# SSD auf AHCI oder IDE ??



## bacasusi (16. Februar 2014)

Hey Leute,

habe heute festgestellt, dass meine SSD wenn sie auf IDE im UEFI eingestellt ist innerhalb von 10 sek. meinen PC bootet, an sich ein TOP-Wert, jedoch habe ich mehrfach gehört, dass man die am besten auf AHCI laufen lässt,weil die dann mehr Leistung bringen, aber wenn ich dies tue braucht mein PC weit über eine Minute zum starten was ich echt komisch finde, weil es mit IDE ja schneller geht, AHCI an sich aber ja besser sein soll. Dies merkt man auch wenn ich je nach Einstellung einen Geschwindigkeitstest machen. Mit IDE fällt die Lese und Schreibgeschwindigkeit wesentlich geringer aus als mit AHCI (rund 200mb/s weniger bei beidem,lesen und schreiben)

- [Ausgewählte Daten]
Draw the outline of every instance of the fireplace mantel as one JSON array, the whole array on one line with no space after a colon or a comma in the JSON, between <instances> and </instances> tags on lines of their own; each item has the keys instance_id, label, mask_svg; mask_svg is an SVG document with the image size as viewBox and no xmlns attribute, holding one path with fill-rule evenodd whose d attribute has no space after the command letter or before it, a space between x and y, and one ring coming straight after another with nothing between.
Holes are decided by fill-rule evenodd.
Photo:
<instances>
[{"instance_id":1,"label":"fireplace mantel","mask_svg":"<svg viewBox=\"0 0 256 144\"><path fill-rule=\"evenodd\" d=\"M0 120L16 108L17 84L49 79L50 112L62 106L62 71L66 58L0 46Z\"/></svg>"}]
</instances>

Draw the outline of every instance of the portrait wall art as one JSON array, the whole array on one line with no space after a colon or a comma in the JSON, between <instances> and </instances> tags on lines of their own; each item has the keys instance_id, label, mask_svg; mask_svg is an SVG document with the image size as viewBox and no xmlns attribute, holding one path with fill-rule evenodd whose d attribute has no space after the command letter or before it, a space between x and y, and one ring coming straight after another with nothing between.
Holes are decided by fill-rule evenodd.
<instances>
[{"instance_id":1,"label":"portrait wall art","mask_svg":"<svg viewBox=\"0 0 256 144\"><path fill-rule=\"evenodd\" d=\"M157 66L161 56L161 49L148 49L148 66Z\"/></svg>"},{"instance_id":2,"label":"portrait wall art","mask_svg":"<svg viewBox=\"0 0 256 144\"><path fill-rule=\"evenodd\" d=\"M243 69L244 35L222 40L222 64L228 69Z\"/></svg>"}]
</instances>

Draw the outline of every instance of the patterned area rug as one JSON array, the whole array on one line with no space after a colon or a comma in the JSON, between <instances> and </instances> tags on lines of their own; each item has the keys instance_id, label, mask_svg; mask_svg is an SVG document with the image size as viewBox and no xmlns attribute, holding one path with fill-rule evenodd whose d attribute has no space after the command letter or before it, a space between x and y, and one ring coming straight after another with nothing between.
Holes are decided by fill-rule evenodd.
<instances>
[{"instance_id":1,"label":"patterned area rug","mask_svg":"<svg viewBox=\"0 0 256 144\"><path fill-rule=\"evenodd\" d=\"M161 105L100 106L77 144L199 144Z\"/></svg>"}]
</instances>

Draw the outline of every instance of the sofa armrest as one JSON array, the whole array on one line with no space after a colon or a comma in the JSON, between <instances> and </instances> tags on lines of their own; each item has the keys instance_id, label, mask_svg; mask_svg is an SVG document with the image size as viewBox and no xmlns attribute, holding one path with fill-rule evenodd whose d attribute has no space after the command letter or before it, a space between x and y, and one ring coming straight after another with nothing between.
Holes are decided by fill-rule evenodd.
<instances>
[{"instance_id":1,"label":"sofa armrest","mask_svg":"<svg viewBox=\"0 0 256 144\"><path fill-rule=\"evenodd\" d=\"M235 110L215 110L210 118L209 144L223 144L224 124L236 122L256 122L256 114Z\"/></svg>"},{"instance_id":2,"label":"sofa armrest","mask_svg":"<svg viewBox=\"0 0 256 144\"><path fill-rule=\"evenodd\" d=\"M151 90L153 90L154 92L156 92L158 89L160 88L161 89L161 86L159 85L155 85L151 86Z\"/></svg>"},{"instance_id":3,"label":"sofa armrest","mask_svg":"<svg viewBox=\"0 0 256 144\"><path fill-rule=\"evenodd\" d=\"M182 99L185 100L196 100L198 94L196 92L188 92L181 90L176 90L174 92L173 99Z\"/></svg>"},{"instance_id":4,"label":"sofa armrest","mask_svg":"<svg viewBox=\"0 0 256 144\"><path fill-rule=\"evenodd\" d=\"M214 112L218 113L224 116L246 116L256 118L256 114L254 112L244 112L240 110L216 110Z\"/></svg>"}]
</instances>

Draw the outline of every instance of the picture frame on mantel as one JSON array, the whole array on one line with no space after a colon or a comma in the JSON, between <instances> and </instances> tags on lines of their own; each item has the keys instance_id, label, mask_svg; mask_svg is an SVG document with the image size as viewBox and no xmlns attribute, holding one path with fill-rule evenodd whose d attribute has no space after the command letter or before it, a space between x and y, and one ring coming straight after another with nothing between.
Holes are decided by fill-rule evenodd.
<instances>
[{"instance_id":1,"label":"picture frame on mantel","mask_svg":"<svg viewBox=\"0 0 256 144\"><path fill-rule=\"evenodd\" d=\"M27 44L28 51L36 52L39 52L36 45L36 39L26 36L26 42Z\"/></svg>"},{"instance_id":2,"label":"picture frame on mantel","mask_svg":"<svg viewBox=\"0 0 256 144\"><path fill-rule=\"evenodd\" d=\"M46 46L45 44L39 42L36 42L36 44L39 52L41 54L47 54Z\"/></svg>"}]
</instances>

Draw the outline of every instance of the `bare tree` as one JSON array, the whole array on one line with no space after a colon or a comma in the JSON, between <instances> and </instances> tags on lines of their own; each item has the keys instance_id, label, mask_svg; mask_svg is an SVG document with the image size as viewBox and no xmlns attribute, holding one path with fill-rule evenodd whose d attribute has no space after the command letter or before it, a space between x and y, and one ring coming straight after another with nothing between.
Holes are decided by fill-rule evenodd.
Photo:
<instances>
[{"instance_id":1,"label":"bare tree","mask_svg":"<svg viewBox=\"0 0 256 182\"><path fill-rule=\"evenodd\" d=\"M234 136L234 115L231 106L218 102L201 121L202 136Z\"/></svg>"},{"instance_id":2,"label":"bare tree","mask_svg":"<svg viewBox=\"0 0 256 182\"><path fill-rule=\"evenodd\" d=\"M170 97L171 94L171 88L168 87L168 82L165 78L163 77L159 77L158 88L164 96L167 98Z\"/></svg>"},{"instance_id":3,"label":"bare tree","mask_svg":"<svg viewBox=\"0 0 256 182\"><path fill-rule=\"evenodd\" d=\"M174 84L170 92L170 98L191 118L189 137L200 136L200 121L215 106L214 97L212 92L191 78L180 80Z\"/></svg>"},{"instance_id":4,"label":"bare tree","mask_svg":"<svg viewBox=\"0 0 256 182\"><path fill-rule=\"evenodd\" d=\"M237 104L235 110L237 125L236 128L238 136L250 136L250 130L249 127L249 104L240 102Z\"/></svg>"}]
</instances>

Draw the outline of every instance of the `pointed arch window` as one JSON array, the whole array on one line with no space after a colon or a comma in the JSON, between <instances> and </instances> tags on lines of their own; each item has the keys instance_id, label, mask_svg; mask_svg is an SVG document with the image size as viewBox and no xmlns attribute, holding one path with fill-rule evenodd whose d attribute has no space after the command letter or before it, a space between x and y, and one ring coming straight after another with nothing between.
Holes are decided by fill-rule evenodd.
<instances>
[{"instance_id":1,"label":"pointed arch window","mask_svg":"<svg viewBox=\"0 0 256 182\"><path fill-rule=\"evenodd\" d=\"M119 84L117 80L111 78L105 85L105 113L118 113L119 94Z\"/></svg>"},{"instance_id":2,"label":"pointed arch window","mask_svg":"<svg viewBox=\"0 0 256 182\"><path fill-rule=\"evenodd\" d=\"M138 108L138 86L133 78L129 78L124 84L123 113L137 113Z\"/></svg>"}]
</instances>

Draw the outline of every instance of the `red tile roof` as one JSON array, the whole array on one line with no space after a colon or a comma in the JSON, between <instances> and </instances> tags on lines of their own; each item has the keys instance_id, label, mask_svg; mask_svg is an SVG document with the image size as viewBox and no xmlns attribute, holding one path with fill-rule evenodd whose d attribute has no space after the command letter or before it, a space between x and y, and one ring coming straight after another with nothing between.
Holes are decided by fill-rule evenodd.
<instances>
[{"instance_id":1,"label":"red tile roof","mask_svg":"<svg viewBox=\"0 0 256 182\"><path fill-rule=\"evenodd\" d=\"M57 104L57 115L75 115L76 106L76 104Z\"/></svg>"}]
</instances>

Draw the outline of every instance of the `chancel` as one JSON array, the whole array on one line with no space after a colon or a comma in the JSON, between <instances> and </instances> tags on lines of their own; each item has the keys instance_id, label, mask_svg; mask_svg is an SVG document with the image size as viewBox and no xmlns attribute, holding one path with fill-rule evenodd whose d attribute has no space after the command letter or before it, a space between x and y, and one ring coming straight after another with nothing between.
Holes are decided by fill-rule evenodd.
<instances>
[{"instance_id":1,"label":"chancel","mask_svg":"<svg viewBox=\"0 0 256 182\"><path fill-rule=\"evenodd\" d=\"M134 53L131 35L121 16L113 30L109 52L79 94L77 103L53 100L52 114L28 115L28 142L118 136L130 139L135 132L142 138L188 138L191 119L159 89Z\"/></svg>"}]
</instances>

- [Bitte bearbeiten]
A. Gib aus dem Forenbeitrag über SSD-Modi einen Abschnitt Wort für Wort wieder: Beginne bei den Worten „# SSD auf AHCI“ und höre nach den Worten „beidem,lesen und schreiben)“ auf.
B. Übersetze diesen Satz aus dem Forenbeitrag über SSD-Modi ins Englische: „Mit IDE fällt die Lese und Schreibgeschwindigkeit wesentlich geringer aus als mit AHCI (rund 200mb/s weniger bei beidem,lesen und schreiben)“
Die Daten braucht man für die Bearbeitung nicht.

- [Gelöste Aufgaben]
A.
# SSD auf AHCI oder IDE ??



## bacasusi (16. Februar 2014)

Hey Leute,

habe heute festgestellt, dass meine SSD wenn sie auf IDE im UEFI eingestellt ist innerhalb von 10 sek. meinen PC bootet, an sich ein TOP-Wert, jedoch habe ich mehrfach gehört, dass man die am besten auf AHCI laufen lässt,weil die dann mehr Leistung bringen, aber wenn ich dies tue braucht mein PC weit über eine Minute zum starten was ich echt komisch finde, weil es mit IDE ja schneller geht, AHCI an sich aber ja besser sein soll. Dies merkt man auch wenn ich je nach Einstellung einen Geschwindigkeitstest machen. Mit IDE fällt die Lese und Schreibgeschwindigkeit wesentlich geringer aus als mit AHCI (rund 200mb/s weniger bei beidem,lesen und schreiben)

B. With IDE, the read and write speed turns out considerably lower than with AHCI (around 200mb/s less for both, reading and writing)